::: Stored data :::
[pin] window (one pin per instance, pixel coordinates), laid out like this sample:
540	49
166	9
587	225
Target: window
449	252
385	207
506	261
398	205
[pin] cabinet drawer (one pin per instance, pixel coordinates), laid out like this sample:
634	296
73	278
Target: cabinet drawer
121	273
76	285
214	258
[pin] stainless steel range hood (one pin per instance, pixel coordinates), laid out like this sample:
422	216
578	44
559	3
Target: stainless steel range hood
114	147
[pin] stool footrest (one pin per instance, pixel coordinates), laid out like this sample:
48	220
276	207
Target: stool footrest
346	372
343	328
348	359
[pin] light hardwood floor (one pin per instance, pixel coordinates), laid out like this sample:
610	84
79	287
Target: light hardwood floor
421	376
:::
::: Stored data :::
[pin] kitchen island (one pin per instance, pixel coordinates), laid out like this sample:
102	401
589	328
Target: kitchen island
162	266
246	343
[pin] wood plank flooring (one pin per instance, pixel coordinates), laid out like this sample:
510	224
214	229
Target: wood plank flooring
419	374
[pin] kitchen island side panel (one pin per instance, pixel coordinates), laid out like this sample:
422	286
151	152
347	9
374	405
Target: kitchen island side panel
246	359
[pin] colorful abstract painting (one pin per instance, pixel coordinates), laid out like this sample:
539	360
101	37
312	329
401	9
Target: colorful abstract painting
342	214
:::
* Work required: Count the lines in both blocks above that contain the string "hood", and reply with the number alone.

* Written solution: 2